WHAT IS EXPECTED: Copy out the lines of the listing below, from the line containing "task: segment every instance of the yellow" through the line containing "59 31 L 59 33", both included.

#### SOURCE RECORDS ####

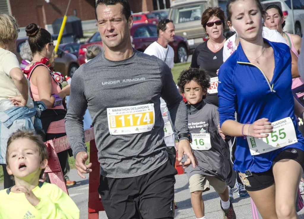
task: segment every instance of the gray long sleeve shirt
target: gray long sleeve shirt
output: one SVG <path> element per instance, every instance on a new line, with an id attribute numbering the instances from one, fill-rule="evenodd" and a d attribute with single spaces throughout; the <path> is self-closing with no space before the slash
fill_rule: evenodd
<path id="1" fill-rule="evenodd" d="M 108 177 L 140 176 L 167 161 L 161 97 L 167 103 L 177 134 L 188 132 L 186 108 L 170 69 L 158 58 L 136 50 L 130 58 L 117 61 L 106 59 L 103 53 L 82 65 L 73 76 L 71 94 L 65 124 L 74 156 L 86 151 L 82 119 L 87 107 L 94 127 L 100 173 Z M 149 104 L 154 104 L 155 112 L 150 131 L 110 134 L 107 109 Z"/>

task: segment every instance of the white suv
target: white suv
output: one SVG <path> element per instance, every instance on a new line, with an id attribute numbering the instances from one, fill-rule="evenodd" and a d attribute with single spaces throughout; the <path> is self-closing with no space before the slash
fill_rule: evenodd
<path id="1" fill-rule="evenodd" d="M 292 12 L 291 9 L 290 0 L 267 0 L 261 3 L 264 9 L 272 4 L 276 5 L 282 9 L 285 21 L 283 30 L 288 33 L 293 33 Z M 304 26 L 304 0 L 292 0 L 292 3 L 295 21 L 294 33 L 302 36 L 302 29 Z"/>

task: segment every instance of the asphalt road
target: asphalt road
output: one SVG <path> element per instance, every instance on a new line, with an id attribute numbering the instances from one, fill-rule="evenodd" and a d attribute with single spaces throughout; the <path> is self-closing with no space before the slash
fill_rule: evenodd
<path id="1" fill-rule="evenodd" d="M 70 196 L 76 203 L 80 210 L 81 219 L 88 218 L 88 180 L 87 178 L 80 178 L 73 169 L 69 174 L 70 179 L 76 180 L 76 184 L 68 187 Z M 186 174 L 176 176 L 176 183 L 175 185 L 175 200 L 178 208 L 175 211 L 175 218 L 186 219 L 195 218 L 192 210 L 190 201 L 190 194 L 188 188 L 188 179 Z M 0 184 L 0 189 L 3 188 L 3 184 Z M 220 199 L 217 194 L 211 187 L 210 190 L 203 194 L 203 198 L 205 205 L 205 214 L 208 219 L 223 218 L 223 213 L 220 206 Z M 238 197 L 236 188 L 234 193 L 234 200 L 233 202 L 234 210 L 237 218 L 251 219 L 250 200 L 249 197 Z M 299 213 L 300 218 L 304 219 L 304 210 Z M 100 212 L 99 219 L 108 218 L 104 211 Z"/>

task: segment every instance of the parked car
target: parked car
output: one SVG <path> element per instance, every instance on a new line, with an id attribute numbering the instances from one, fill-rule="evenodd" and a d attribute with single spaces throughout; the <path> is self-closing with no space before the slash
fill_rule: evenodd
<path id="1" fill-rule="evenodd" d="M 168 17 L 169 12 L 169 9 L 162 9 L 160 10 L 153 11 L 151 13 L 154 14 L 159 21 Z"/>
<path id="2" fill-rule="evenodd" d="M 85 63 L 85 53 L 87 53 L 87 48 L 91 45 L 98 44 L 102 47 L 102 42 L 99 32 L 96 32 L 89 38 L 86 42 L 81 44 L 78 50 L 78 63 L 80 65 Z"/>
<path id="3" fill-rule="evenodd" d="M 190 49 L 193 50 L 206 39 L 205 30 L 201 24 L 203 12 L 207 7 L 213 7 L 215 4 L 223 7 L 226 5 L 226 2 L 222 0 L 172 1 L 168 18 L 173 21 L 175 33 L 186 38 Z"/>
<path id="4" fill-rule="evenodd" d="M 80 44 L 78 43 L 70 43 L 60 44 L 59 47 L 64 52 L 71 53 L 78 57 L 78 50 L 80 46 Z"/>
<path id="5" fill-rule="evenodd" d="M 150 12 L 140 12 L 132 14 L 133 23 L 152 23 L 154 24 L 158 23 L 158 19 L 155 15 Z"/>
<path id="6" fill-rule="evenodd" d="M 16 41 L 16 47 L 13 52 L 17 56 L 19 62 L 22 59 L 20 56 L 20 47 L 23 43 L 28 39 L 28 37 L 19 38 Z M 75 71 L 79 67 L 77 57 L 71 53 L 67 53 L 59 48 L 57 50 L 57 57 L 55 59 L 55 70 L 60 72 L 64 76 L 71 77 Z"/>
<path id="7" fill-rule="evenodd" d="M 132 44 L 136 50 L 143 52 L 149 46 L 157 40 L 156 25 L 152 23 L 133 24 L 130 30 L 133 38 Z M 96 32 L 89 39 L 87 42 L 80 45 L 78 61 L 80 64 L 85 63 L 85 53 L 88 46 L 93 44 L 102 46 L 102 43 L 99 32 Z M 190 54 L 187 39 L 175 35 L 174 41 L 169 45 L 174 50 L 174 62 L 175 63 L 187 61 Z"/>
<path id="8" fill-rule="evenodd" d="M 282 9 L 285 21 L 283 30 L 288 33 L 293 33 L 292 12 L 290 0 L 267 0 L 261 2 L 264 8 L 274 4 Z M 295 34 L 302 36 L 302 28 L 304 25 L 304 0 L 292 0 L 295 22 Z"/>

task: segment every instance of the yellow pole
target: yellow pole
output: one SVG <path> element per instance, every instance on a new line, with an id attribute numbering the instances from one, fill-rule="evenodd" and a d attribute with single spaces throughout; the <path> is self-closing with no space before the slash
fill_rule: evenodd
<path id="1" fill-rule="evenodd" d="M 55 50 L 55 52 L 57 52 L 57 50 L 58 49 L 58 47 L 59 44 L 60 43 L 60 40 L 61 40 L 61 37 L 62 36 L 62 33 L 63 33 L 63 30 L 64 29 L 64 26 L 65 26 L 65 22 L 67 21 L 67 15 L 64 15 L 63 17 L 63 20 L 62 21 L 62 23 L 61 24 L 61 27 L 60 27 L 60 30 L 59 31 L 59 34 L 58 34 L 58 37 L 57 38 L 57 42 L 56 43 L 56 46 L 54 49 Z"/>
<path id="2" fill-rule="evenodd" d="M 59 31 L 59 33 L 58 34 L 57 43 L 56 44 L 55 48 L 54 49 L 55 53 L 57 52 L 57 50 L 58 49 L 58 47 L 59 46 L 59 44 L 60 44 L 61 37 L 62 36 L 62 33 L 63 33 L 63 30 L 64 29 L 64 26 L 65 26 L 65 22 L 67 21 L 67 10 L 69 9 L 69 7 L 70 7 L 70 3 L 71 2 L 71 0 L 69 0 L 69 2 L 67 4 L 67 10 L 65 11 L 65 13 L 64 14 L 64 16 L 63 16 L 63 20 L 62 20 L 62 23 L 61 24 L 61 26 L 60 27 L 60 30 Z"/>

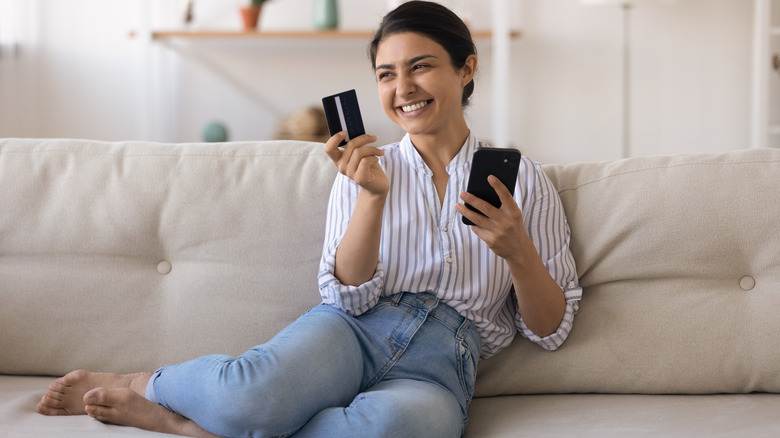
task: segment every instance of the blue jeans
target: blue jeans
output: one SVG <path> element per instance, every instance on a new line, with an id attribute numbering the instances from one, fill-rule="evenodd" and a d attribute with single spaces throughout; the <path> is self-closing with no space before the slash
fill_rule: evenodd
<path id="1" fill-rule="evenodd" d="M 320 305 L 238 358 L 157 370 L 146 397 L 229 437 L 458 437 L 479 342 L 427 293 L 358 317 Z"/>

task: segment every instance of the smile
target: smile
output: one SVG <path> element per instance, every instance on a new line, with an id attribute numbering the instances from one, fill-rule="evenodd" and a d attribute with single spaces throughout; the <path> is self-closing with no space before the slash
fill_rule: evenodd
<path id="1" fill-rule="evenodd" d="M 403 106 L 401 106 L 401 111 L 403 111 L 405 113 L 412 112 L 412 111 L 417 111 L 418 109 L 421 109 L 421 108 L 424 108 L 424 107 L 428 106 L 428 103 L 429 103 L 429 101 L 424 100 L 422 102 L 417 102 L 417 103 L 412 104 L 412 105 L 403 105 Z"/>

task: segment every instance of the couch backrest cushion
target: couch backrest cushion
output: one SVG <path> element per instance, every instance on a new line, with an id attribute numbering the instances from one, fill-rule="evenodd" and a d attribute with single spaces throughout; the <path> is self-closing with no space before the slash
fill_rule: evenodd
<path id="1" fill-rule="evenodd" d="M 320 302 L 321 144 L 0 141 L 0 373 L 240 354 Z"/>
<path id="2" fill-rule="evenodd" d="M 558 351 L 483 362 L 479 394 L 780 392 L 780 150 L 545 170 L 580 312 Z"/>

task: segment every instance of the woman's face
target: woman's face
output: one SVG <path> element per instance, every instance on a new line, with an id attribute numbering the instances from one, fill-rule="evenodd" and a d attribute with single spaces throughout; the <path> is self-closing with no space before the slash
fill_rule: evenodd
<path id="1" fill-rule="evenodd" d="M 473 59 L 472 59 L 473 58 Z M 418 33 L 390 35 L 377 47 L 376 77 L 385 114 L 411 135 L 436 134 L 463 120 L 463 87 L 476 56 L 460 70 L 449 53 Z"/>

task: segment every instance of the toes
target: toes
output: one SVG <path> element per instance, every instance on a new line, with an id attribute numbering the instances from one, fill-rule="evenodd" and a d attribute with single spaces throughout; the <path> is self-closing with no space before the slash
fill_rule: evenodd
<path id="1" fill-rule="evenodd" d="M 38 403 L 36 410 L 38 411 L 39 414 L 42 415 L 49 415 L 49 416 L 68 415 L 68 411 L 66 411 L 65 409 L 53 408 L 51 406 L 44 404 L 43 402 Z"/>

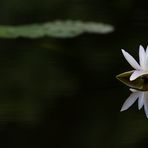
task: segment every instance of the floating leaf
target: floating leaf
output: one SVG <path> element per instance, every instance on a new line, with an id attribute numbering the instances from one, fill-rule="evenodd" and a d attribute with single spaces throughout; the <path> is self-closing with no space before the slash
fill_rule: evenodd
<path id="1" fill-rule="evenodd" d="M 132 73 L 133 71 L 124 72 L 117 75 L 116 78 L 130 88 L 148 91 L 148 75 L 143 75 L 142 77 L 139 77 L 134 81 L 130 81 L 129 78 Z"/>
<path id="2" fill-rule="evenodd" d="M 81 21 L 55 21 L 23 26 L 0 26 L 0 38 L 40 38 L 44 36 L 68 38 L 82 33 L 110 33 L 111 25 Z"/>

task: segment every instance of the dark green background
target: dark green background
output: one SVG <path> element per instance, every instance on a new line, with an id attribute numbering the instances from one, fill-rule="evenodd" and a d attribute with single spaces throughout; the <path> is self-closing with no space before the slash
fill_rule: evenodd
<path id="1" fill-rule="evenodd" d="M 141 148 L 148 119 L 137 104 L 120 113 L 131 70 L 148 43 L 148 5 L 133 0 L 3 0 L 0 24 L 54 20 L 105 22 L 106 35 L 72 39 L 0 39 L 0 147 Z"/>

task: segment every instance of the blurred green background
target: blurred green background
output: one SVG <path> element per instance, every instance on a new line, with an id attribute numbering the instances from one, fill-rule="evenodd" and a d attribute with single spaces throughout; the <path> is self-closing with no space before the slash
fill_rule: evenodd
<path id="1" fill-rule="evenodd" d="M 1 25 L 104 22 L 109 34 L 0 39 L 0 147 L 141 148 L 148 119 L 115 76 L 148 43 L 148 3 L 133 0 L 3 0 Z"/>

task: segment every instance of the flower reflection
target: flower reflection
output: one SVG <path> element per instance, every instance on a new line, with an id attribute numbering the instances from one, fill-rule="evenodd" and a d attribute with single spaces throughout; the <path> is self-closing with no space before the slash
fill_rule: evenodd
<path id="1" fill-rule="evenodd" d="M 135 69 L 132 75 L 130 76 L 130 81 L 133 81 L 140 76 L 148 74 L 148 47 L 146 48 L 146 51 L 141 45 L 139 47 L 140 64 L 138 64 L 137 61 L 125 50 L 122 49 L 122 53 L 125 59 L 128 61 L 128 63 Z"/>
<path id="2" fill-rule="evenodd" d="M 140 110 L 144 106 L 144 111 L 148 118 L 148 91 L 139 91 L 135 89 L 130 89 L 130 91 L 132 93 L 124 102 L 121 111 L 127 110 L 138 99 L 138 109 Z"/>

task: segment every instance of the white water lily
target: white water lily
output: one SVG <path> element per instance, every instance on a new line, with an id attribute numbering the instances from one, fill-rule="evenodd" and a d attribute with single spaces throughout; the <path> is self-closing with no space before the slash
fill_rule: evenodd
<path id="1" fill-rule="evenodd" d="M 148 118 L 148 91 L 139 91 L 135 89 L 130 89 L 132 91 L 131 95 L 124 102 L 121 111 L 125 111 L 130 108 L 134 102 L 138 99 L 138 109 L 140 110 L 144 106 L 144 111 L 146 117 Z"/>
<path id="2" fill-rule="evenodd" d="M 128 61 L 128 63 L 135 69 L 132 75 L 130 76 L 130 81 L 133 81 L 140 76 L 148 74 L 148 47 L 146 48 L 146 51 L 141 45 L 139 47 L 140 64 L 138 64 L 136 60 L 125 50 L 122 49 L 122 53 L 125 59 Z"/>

####

WRITTEN RESPONSE:
task: segment every instance of the yellow pole
target: yellow pole
output: one SVG <path> element per instance, every instance on a new line, with an id attribute numbering the instances from one, fill-rule="evenodd" and a d attribute with single spaces throughout; the <path> is self-closing with no space before the slash
fill_rule: evenodd
<path id="1" fill-rule="evenodd" d="M 55 50 L 55 52 L 57 52 L 57 50 L 58 49 L 58 47 L 59 44 L 60 43 L 60 40 L 61 40 L 61 37 L 62 36 L 62 33 L 63 33 L 63 30 L 64 29 L 64 26 L 65 26 L 65 22 L 67 21 L 67 15 L 64 15 L 63 17 L 63 20 L 62 21 L 62 23 L 61 24 L 61 27 L 60 27 L 60 30 L 59 31 L 59 34 L 58 34 L 58 37 L 57 38 L 57 42 L 56 43 L 56 46 L 54 49 Z"/>
<path id="2" fill-rule="evenodd" d="M 59 31 L 59 33 L 58 34 L 57 43 L 56 44 L 55 48 L 54 49 L 55 53 L 57 52 L 57 50 L 58 49 L 58 47 L 59 46 L 59 44 L 60 44 L 61 37 L 62 36 L 62 33 L 63 33 L 63 30 L 64 29 L 64 26 L 65 26 L 65 22 L 67 21 L 67 10 L 69 9 L 69 7 L 70 7 L 70 3 L 71 2 L 71 0 L 69 0 L 69 2 L 67 4 L 67 10 L 65 11 L 65 13 L 64 14 L 64 16 L 63 16 L 63 20 L 62 20 L 62 23 L 61 24 L 61 26 L 60 27 L 60 30 Z"/>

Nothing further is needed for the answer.